=== What is needed ===
Lay out every line of the listing below as a JSON list of strings, one string per line, leaving out any blank lines.

[Data supplied start]

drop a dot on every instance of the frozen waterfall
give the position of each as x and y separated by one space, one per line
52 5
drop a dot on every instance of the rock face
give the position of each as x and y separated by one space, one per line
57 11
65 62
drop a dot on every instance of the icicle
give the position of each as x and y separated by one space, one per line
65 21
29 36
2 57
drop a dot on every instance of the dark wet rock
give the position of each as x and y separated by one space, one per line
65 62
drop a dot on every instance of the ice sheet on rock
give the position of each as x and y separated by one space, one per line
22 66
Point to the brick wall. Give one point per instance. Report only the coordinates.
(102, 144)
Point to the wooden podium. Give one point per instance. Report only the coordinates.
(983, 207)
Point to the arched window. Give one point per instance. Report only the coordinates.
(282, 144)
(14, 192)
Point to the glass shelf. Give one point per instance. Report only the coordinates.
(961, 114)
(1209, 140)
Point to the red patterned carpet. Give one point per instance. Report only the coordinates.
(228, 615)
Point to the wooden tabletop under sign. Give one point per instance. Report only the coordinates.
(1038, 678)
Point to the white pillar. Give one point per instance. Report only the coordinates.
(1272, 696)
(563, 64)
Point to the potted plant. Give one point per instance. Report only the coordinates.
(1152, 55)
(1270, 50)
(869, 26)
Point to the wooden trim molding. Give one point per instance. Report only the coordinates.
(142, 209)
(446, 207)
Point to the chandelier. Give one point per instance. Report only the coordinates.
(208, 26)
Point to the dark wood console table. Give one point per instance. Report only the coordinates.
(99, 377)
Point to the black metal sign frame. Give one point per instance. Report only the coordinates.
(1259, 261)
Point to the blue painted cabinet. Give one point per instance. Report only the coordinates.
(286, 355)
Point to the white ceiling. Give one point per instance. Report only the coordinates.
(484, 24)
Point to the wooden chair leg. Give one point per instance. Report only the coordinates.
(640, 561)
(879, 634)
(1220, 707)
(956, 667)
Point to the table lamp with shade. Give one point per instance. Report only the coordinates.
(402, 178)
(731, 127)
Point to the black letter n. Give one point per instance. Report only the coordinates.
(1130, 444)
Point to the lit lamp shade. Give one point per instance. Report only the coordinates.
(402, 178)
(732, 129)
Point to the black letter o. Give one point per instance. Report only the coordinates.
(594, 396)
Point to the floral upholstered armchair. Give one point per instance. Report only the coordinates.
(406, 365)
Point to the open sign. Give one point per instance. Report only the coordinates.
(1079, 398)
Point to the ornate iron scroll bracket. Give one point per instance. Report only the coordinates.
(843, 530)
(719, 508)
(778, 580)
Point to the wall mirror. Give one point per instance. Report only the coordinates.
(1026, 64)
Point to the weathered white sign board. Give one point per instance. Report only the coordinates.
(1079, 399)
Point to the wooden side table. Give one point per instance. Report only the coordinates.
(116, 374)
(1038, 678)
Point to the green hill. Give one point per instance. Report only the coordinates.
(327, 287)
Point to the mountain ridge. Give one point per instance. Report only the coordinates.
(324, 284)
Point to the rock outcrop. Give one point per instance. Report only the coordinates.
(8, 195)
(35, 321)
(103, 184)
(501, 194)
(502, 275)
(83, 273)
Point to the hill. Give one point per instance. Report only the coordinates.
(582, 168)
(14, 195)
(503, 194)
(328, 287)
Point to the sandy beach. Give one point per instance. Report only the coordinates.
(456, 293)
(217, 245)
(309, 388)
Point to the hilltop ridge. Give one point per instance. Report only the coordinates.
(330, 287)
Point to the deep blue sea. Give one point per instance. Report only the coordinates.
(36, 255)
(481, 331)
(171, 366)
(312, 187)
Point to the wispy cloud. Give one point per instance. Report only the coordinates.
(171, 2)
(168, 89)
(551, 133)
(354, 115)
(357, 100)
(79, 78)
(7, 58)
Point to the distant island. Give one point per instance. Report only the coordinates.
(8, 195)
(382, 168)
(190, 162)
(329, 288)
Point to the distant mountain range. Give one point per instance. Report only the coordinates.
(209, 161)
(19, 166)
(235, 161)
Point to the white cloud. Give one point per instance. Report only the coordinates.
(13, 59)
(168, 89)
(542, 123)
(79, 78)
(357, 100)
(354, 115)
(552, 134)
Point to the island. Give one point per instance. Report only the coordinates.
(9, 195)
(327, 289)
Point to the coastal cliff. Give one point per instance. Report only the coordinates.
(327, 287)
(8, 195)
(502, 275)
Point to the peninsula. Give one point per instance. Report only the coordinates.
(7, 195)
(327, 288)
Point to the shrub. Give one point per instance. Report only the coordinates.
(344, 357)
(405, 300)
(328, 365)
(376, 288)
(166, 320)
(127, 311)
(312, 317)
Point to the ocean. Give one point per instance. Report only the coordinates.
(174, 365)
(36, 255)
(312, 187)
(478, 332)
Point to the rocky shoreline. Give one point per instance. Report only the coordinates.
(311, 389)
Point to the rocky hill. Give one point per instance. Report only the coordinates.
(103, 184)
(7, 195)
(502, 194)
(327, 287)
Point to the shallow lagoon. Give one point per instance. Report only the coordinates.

[Data supplied end]

=== Answer for this exercise ===
[
  "drop a dot on every instance of the frozen waterfall",
  "give the position of each as x and y separated by one space, one per line",
  "52 5",
  "drop a dot on every instance of the rock face",
  "give the position of each as x and y separated by one space, one per line",
  "57 11",
  "65 62",
  "drop a dot on every instance of the icicle",
  "give the position of each as x and y separated by one space, one per line",
  "65 21",
  "29 36",
  "2 57",
  "drop a dot on every instance of the dark wet rock",
  "give the position of each as x and y separated by one space, one per line",
  "65 62",
  "drop a dot on every instance of the ice sheet on rock",
  "give the position of each as x and y separated by one space, one per line",
  "22 66",
  "Point to the brick wall. Give one point per instance. Report only the coordinates.",
  "(102, 144)",
  "Point to the wooden podium. Give one point per instance. Report only the coordinates.",
  "(983, 207)",
  "Point to the arched window. Give one point per instance. Report only the coordinates.",
  "(282, 144)",
  "(14, 192)",
  "Point to the glass shelf. Give one point per instance. Report only the coordinates.",
  "(961, 114)",
  "(1209, 140)",
  "Point to the red patterned carpet. Give one point per instance. Report only the coordinates.",
  "(228, 615)",
  "Point to the wooden tabletop under sign. Give one point per instance. Report only the coordinates.",
  "(1038, 678)",
  "Point to the white pillar. Give one point per instance. Report only the coordinates.",
  "(1272, 696)",
  "(563, 64)",
  "Point to the potted plant. Give one point per instance. Report only the coordinates.",
  "(1152, 55)",
  "(1270, 50)",
  "(869, 26)",
  "Point to the wooden trim molding. Give one point per instance. Report only the coordinates.",
  "(142, 209)",
  "(446, 207)",
  "Point to the chandelier. Give one point per instance. Report only the coordinates.",
  "(208, 26)",
  "Point to the dark wood console table. Give one point per instance. Report only the coordinates.",
  "(99, 377)",
  "Point to the black metal sign frame. Give one point per instance. Report only the coordinates.",
  "(1259, 261)",
  "Point to the blue painted cabinet. Give one point per instance. Report only the coordinates.",
  "(286, 355)",
  "Point to the white ceiling. Give one point per instance. Report only the coordinates.",
  "(484, 24)",
  "Point to the wooden chair leg. Give one point per instance. Report only the coordinates.",
  "(640, 561)",
  "(879, 634)",
  "(1220, 707)",
  "(956, 667)",
  "Point to the table lamp with shade. Give one point per instance. Report only the coordinates.",
  "(402, 178)",
  "(731, 127)",
  "Point to the black letter n. Give one point per instance. Report only the coordinates.",
  "(1130, 444)",
  "Point to the lit lamp shade. Give one point per instance. Report only the coordinates.",
  "(402, 178)",
  "(732, 129)",
  "Point to the black letter o. Give one point per instance. Report only the coordinates.",
  "(594, 396)",
  "Point to the floral upholstered armchair. Give one point per instance. Report only the coordinates.",
  "(406, 365)",
  "Point to the open sign. Give one point per instance. Report only the coordinates.",
  "(1079, 398)",
  "Point to the ornate iron scroll bracket. Give one point per instance. Report only the coordinates.",
  "(843, 530)",
  "(719, 508)",
  "(778, 580)",
  "Point to the wall mirror. Give one point per instance. Report only the coordinates.",
  "(1026, 64)",
  "Point to the weathered white sign board. Give one point per instance. Report only the coordinates.",
  "(1079, 399)",
  "Point to the wooden side table. Give one point per instance. Report only the coordinates.",
  "(116, 374)",
  "(1038, 678)",
  "Point to the green hill. Give one point per instance. Report only the coordinates.",
  "(327, 287)",
  "Point to the mountain ridge. Give one point per instance. Report only the coordinates.",
  "(324, 284)",
  "Point to the rock outcrop. Give one point per instance. Report only the coordinates.",
  "(8, 195)",
  "(35, 321)",
  "(103, 184)",
  "(501, 194)",
  "(502, 275)",
  "(83, 273)",
  "Point to the hill. Give one point per instance. Report only the coordinates.",
  "(582, 168)",
  "(14, 195)",
  "(503, 194)",
  "(328, 287)",
  "Point to the sandy beach. Give one point per instance. Report only the coordinates.",
  "(456, 293)",
  "(217, 245)",
  "(309, 388)",
  "Point to the hilltop ridge. Give one point per instance. Report only the coordinates.",
  "(330, 287)",
  "Point to the deep blue sea. Give one point per instance. Report only the coordinates.",
  "(36, 255)",
  "(481, 331)",
  "(171, 366)",
  "(312, 187)",
  "Point to the wispy cloud. Give one point per instance. Report only the coordinates.",
  "(171, 2)",
  "(168, 89)",
  "(551, 133)",
  "(354, 115)",
  "(357, 100)",
  "(79, 78)",
  "(7, 58)",
  "Point to the distant island. Give one point per instance. Report only the coordinates.",
  "(8, 195)",
  "(382, 168)",
  "(190, 162)",
  "(329, 288)",
  "Point to the distant mountain range. Give one point per instance. Report only the coordinates.",
  "(209, 161)",
  "(19, 166)",
  "(235, 161)",
  "Point to the white cloud. Give one point per instance. Report only the coordinates.",
  "(13, 59)",
  "(168, 89)",
  "(542, 123)",
  "(79, 78)",
  "(357, 100)",
  "(354, 115)",
  "(552, 134)",
  "Point to the island. Give one point per instance. Report only the coordinates.",
  "(9, 195)",
  "(327, 289)",
  "Point to the coastal cliff. Give one point per instance. Report only the coordinates.",
  "(327, 287)",
  "(8, 195)",
  "(502, 275)",
  "Point to the peninsula. Give one point per instance. Report only the coordinates.",
  "(7, 195)",
  "(327, 288)",
  "Point to the shrub. Give one point per instance. Report only the coordinates.",
  "(344, 357)",
  "(405, 300)",
  "(328, 365)",
  "(376, 288)",
  "(166, 320)",
  "(127, 311)",
  "(312, 317)",
  "Point to the ocean. Give one point per instance. Report only the coordinates.",
  "(174, 365)",
  "(36, 255)",
  "(312, 187)",
  "(478, 332)",
  "Point to the rocky shoreline. Give one point per instance. Report only the coordinates.",
  "(311, 389)",
  "Point to the rocky hill. Give one point per instance. Report only the coordinates.",
  "(103, 184)",
  "(7, 195)",
  "(502, 194)",
  "(327, 287)",
  "Point to the shallow lagoon. Give one point per instance. Report only the coordinates."
]